Stored items from a collection
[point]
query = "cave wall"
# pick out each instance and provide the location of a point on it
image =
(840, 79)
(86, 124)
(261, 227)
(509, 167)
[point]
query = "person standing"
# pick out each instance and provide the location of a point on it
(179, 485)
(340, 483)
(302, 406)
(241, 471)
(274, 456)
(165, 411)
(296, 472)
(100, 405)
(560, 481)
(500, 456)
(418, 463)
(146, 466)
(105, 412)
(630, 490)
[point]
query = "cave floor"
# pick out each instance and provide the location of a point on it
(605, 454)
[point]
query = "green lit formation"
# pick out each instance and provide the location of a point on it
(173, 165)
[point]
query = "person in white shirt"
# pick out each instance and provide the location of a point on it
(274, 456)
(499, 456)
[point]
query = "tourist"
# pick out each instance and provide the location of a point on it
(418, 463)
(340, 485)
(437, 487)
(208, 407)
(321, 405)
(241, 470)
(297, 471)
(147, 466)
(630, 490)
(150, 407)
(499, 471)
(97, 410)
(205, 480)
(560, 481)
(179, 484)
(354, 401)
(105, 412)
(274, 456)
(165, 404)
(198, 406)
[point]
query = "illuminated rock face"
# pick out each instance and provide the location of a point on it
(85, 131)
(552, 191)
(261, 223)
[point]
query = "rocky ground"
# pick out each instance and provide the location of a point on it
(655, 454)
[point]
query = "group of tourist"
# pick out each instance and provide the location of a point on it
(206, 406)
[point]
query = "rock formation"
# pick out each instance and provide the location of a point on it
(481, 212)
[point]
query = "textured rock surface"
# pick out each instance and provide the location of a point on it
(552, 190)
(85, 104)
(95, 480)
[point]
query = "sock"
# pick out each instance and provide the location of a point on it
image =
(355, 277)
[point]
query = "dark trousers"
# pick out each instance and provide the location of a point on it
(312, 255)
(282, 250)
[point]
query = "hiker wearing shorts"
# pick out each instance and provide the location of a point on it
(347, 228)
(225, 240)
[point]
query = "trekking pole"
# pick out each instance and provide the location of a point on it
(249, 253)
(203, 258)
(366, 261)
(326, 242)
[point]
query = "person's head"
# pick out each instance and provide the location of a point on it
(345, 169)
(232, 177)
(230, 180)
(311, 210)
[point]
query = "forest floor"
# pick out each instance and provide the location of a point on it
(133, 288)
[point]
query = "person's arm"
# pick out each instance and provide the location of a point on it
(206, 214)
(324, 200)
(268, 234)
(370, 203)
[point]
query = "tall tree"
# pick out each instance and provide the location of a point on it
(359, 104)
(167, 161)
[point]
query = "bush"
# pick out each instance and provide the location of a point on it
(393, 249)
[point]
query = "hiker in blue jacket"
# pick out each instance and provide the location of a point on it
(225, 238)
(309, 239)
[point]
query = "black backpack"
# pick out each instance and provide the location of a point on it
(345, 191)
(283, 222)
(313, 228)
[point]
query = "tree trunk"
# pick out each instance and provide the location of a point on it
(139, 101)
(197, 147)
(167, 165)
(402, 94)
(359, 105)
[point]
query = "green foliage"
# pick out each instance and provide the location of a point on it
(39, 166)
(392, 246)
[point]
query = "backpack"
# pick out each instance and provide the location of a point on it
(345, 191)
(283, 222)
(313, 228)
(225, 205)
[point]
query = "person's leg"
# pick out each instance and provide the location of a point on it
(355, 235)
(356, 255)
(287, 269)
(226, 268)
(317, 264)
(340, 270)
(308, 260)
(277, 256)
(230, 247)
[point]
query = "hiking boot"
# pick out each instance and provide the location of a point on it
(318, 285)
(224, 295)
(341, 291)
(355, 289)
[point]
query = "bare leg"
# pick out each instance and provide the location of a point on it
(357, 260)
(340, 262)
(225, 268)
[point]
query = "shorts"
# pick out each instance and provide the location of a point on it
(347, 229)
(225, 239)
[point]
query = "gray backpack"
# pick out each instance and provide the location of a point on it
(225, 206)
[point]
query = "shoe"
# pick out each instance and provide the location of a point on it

**What the task requires**
Reproduce each of the records word for word.

**Answer space**
[point]
query = "cave wall"
# pick out each instance and provide the location of a point on it
image =
(840, 79)
(86, 124)
(261, 227)
(509, 167)
[point]
query = "person standing"
# pick out each instance and provide the location of a point on it
(179, 485)
(340, 483)
(302, 406)
(241, 471)
(274, 456)
(165, 411)
(296, 472)
(100, 405)
(560, 481)
(500, 456)
(418, 463)
(146, 466)
(105, 412)
(630, 490)
[point]
query = "cave floor"
# pick out each instance and provide the location of a point on it
(605, 454)
[point]
query = "green lit formation"
# pick out each instance and provide the location of a point on it
(173, 165)
[point]
query = "person in white shirt"
# pick out each instance and provide the location of a point on it
(274, 456)
(499, 456)
[point]
query = "tourist"
# pick out each instance and provide the location of a point on it
(418, 463)
(340, 485)
(437, 487)
(208, 407)
(321, 405)
(241, 470)
(297, 471)
(147, 466)
(630, 490)
(150, 407)
(499, 471)
(97, 410)
(205, 480)
(560, 481)
(179, 484)
(354, 401)
(105, 412)
(274, 456)
(165, 404)
(198, 406)
[point]
query = "illuminated rock face"
# pick out each instance and provide the location of a point on it
(85, 131)
(552, 191)
(261, 223)
[point]
query = "rocky ground"
# pick out each instance and provide the location of a point on it
(655, 454)
[point]
query = "group of tourist"
# pick out each instance and provide the location of a point on it
(206, 406)
[point]
query = "rock formation"
# pick out each instance and provide the location of a point on it
(481, 212)
[point]
query = "textured rock surface"
# pick out each instance and provide the location of a point on it
(552, 190)
(85, 104)
(95, 480)
[point]
query = "sock"
# pick out each instance and provide the location of a point on it
image =
(355, 277)
[point]
query = "dark trousers"
# pick out each instance and provide the location of a point on it
(312, 255)
(282, 250)
[point]
query = "hiker wearing shorts"
# pick out each instance and provide the location of a point on it
(347, 228)
(225, 240)
[point]
query = "trekking pole"
# pick out each instance and provide the location of a point on it
(249, 253)
(203, 258)
(366, 261)
(326, 242)
[point]
query = "person's head"
# pick out each instance and provide the location of a point on it
(345, 169)
(232, 177)
(230, 180)
(311, 210)
[point]
query = "forest floor"
# pick out each instance and provide the location of a point on it
(133, 288)
[point]
query = "person's arm"
# pick out each instance and provide the location of a point on it
(206, 214)
(324, 200)
(268, 234)
(370, 203)
[point]
query = "tall tree"
# pick out each instance and provide the location of a point on it
(359, 104)
(167, 161)
[point]
query = "bush"
# pick out each instance and provide the location of a point on it
(393, 249)
[point]
query = "hiker in blue jacket"
# pick out each instance and provide the location of a point on it
(225, 238)
(309, 239)
[point]
query = "black backpack"
# pick out each instance and provide the location of a point on it
(345, 191)
(283, 222)
(313, 228)
[point]
query = "tree trunk"
# pick out each instance and provide the location of a point on it
(139, 101)
(197, 147)
(167, 165)
(402, 94)
(359, 105)
[point]
query = "green foliage"
# pick out each instance and provide the location of a point on it
(39, 166)
(392, 246)
[point]
query = "backpack"
# pick out each instance and provide the location of a point on it
(345, 191)
(283, 222)
(313, 228)
(225, 205)
[point]
query = "person's leg"
# pick out each instance and provide the location of a point on it
(355, 235)
(356, 255)
(287, 269)
(226, 268)
(317, 264)
(340, 270)
(308, 260)
(277, 256)
(230, 247)
[point]
query = "hiking boot"
# pick out each instance and provide the location of a point on it
(318, 285)
(224, 295)
(341, 291)
(355, 289)
[point]
query = "bare leg"
# pick out each instance and provide the location of a point on it
(357, 260)
(340, 262)
(225, 268)
[point]
query = "shorts"
# pick out each instance and provide the location of a point on it
(347, 229)
(225, 239)
[point]
query = "gray backpack"
# pick out each instance and provide the location of a point on it
(225, 206)
[point]
query = "shoe"
# pick out each instance and provide the location of a point on it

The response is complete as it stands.